Task –
Reproduce every line of the items below word for word, but leave the pictures out.

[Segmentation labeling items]
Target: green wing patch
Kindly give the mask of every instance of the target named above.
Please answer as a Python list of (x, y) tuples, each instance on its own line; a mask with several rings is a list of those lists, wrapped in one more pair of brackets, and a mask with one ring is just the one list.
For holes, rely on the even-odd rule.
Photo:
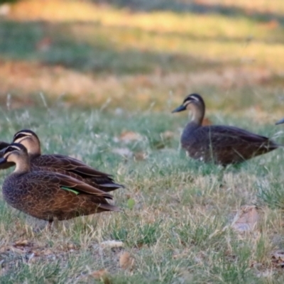
[(67, 191), (70, 191), (70, 192), (73, 192), (73, 193), (75, 193), (76, 195), (79, 195), (79, 193), (80, 193), (80, 192), (78, 192), (77, 191), (74, 190), (72, 190), (71, 188), (69, 188), (69, 187), (60, 187), (60, 188), (61, 188), (62, 190), (67, 190)]

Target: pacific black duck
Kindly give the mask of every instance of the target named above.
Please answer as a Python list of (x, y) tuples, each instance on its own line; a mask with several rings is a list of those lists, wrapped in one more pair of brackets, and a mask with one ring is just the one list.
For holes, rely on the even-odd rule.
[(100, 172), (75, 158), (59, 154), (41, 155), (40, 140), (31, 130), (17, 132), (13, 143), (19, 143), (26, 148), (33, 170), (44, 170), (67, 175), (106, 192), (124, 187), (114, 182), (111, 175)]
[(195, 159), (225, 166), (244, 162), (280, 146), (267, 137), (237, 127), (202, 126), (205, 104), (197, 94), (188, 95), (173, 112), (186, 109), (192, 111), (192, 118), (182, 132), (181, 145)]
[(15, 170), (4, 182), (4, 200), (13, 207), (51, 224), (54, 218), (65, 220), (104, 211), (119, 211), (109, 204), (111, 195), (72, 177), (58, 173), (32, 171), (26, 148), (8, 146), (0, 164), (12, 162)]

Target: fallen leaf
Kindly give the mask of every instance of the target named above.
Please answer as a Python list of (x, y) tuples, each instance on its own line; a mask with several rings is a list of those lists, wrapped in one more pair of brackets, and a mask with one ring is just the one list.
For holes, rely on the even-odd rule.
[(136, 160), (143, 160), (147, 158), (147, 154), (143, 152), (137, 152), (134, 154), (134, 158)]
[(124, 244), (120, 241), (104, 241), (101, 243), (101, 246), (102, 248), (121, 248), (124, 246)]
[(164, 139), (169, 140), (171, 139), (175, 136), (175, 133), (172, 131), (167, 131), (162, 133), (161, 135)]
[(135, 200), (133, 198), (129, 198), (127, 200), (127, 206), (130, 209), (133, 209), (135, 205)]
[(134, 264), (134, 258), (127, 251), (123, 253), (119, 257), (119, 266), (122, 269), (131, 269)]
[(246, 205), (241, 207), (233, 221), (233, 228), (239, 231), (253, 230), (258, 221), (258, 213), (255, 206)]
[(82, 160), (82, 157), (80, 154), (69, 155), (70, 157), (74, 158), (76, 160)]
[(138, 133), (133, 131), (124, 131), (121, 132), (119, 140), (124, 143), (129, 143), (131, 141), (136, 141), (142, 140), (142, 136)]
[(204, 117), (202, 121), (202, 126), (206, 126), (207, 125), (212, 125), (212, 122), (209, 119), (207, 119), (207, 117)]
[(272, 253), (271, 254), (272, 254), (273, 258), (284, 261), (284, 251), (276, 251)]
[(112, 149), (112, 153), (122, 155), (124, 158), (131, 158), (133, 156), (133, 152), (127, 148), (114, 148)]
[(106, 269), (100, 269), (99, 271), (94, 271), (90, 273), (90, 275), (96, 279), (102, 279), (107, 275)]
[(28, 240), (21, 240), (21, 241), (16, 241), (14, 246), (25, 246), (28, 244)]

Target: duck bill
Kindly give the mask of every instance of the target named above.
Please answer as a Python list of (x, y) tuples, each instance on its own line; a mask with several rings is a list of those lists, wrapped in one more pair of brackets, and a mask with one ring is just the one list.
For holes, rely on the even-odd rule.
[(7, 160), (4, 158), (0, 158), (0, 165), (3, 165), (7, 163)]
[(180, 112), (180, 111), (185, 111), (185, 109), (186, 109), (186, 107), (183, 104), (182, 104), (181, 106), (180, 106), (177, 107), (175, 109), (174, 109), (172, 111), (172, 114), (173, 114), (174, 112)]
[(278, 120), (278, 121), (275, 123), (276, 125), (278, 125), (278, 124), (284, 124), (284, 118), (282, 119), (280, 119), (280, 120)]

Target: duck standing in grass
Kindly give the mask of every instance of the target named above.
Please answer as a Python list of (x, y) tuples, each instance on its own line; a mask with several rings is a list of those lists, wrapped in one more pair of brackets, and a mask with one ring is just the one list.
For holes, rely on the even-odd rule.
[(124, 187), (114, 182), (111, 175), (100, 172), (79, 160), (59, 154), (41, 155), (40, 140), (31, 130), (24, 129), (17, 132), (13, 143), (18, 143), (26, 147), (33, 170), (60, 173), (84, 181), (105, 192)]
[(26, 148), (19, 143), (7, 147), (0, 159), (16, 164), (5, 179), (4, 200), (13, 207), (34, 217), (48, 221), (66, 220), (105, 211), (119, 211), (108, 203), (112, 196), (97, 188), (58, 173), (31, 170)]
[(197, 94), (188, 95), (182, 105), (173, 112), (186, 109), (192, 111), (192, 118), (183, 130), (181, 145), (194, 159), (226, 166), (244, 162), (281, 146), (267, 137), (237, 127), (202, 126), (205, 104)]

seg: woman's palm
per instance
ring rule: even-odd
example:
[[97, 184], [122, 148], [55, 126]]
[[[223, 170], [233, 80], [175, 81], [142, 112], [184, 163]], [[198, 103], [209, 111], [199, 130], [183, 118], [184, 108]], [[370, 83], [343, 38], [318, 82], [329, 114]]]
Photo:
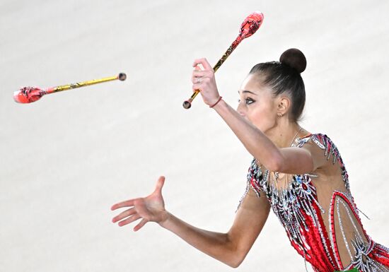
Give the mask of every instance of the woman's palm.
[[166, 218], [165, 203], [162, 196], [162, 187], [165, 182], [165, 177], [160, 177], [157, 181], [154, 191], [144, 198], [129, 199], [115, 204], [111, 210], [120, 208], [129, 207], [129, 208], [122, 212], [112, 219], [112, 222], [119, 222], [120, 226], [124, 226], [141, 218], [141, 222], [134, 227], [137, 231], [142, 227], [147, 222], [163, 222]]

Written reply –
Target: green wing patch
Kindly give the mask of every instance of the target named above.
Please answer as a Python list of (x, y) tuples, each instance on its own line; a mask with several rings is a list of those lists, wrapped in one more pair of brackets, and a mask with one ring is just the one list.
For holes, rely on the even-odd rule.
Photo:
[(67, 191), (70, 191), (70, 192), (73, 192), (73, 193), (75, 193), (76, 195), (79, 195), (79, 193), (80, 193), (80, 192), (78, 192), (77, 191), (74, 190), (72, 190), (71, 188), (69, 188), (69, 187), (60, 187), (60, 188), (61, 188), (62, 190), (67, 190)]

Target: pacific black duck
Kindly give the mask of every instance of the target named above.
Please answer as a Python list of (x, y) tuples, each instance on its own line; a mask with several rings is a list of those lists, wrapped in one more pair of brackets, and a mask with one ring is just the one list.
For holes, rely on the even-odd rule.
[(100, 172), (75, 158), (59, 154), (41, 155), (40, 140), (31, 130), (17, 132), (13, 143), (19, 143), (26, 148), (33, 170), (44, 170), (67, 175), (106, 192), (124, 187), (114, 182), (111, 175)]
[(195, 159), (225, 166), (244, 162), (280, 146), (267, 137), (237, 127), (202, 126), (205, 104), (197, 94), (188, 95), (173, 112), (186, 109), (192, 111), (192, 118), (182, 132), (181, 145)]
[(15, 170), (4, 182), (4, 200), (13, 207), (51, 224), (54, 218), (65, 220), (104, 211), (119, 211), (109, 204), (111, 195), (72, 177), (58, 173), (32, 171), (26, 148), (8, 146), (0, 164), (12, 162)]

Target: fallen leaf
Kindly give the mask of every instance of the target named above.
Please answer as a Python list of (x, y) tuples, each instance on its own line; a mask with several rings is a list of those lists, wrapped in one more pair of brackets, and a mask with one ring is just the one list.
For holes, rely on the even-odd rule.
[(136, 160), (143, 160), (147, 158), (147, 154), (143, 152), (137, 152), (134, 154), (134, 158)]
[(124, 244), (120, 241), (104, 241), (101, 243), (101, 246), (102, 248), (121, 248), (124, 246)]
[(164, 139), (169, 140), (171, 139), (175, 136), (175, 133), (172, 131), (167, 131), (162, 133), (161, 135)]
[(135, 200), (133, 198), (129, 198), (127, 200), (127, 206), (130, 209), (133, 209), (135, 205)]
[(134, 264), (134, 258), (127, 251), (123, 253), (119, 257), (119, 266), (122, 269), (131, 269)]
[(246, 205), (241, 207), (233, 221), (233, 228), (239, 231), (253, 230), (258, 221), (258, 213), (255, 206)]
[(82, 160), (82, 157), (80, 154), (69, 155), (70, 157), (74, 158), (76, 160)]
[(138, 133), (133, 131), (124, 131), (121, 132), (119, 140), (124, 143), (129, 143), (131, 141), (136, 141), (142, 140), (142, 136)]
[(204, 117), (202, 121), (202, 126), (206, 126), (207, 125), (212, 125), (212, 122), (209, 119), (207, 119), (207, 117)]
[(272, 253), (271, 254), (272, 254), (273, 258), (284, 261), (284, 251), (276, 251)]
[(112, 149), (112, 153), (122, 155), (124, 158), (131, 158), (133, 156), (133, 152), (127, 148), (114, 148)]
[(106, 269), (100, 269), (99, 271), (94, 271), (90, 273), (90, 275), (96, 279), (102, 279), (107, 275)]
[(28, 240), (21, 240), (21, 241), (16, 241), (14, 246), (25, 246), (28, 244)]

Target: duck bill
Kindly give the mask of every instance of the target named above.
Please answer as a Python list of (x, y) tuples, each instance on its own line; a mask with several rings is a list of those lists, wrapped in one more pair of brackets, and a mask with one ring is just the one list.
For holes, rely on the even-odd rule.
[(7, 160), (4, 158), (0, 158), (0, 165), (3, 165), (7, 163)]
[(180, 112), (180, 111), (185, 111), (185, 109), (186, 109), (186, 107), (183, 104), (182, 104), (181, 106), (180, 106), (177, 107), (175, 109), (174, 109), (172, 111), (172, 114), (173, 114), (174, 112)]
[(278, 120), (278, 121), (275, 123), (276, 125), (278, 125), (278, 124), (284, 124), (284, 118), (282, 119), (280, 119), (280, 120)]

Target: duck standing in grass
Kindly give the mask of every instance of the target named above.
Please answer as a Python list of (x, y) tuples, each instance on its own line; a mask with several rings is a list of those lists, wrapped in one more pair of brackets, and a mask with one ring is just the one list.
For holes, rely on the even-odd rule.
[(124, 187), (114, 182), (111, 175), (100, 172), (79, 160), (59, 154), (41, 155), (40, 140), (31, 130), (24, 129), (17, 132), (13, 143), (18, 143), (26, 147), (33, 170), (60, 173), (84, 181), (105, 192)]
[(26, 148), (19, 143), (7, 147), (0, 159), (16, 164), (5, 179), (4, 200), (13, 207), (34, 217), (48, 221), (66, 220), (105, 211), (119, 211), (108, 203), (112, 196), (97, 188), (58, 173), (31, 170)]
[(197, 94), (188, 95), (182, 105), (173, 112), (186, 109), (192, 111), (192, 118), (183, 130), (181, 145), (194, 159), (226, 166), (244, 162), (281, 146), (267, 137), (237, 127), (202, 126), (205, 104)]

seg: woman's palm
per instance
ring rule: even-odd
example:
[[97, 184], [122, 148], [55, 126]]
[[[223, 170], [233, 80], [175, 81], [142, 112], [184, 163]], [[198, 103], [209, 111], [199, 130], [183, 118], [184, 108]], [[370, 83], [343, 38], [318, 82], [329, 114]]]
Photo:
Give the mask of every instance of the woman's palm.
[[166, 218], [165, 203], [162, 196], [162, 187], [165, 182], [165, 177], [160, 177], [157, 181], [154, 191], [144, 198], [129, 199], [115, 204], [111, 210], [120, 208], [129, 207], [129, 208], [122, 212], [112, 219], [112, 222], [119, 222], [120, 226], [124, 226], [141, 218], [141, 222], [134, 227], [137, 231], [142, 227], [147, 222], [163, 222]]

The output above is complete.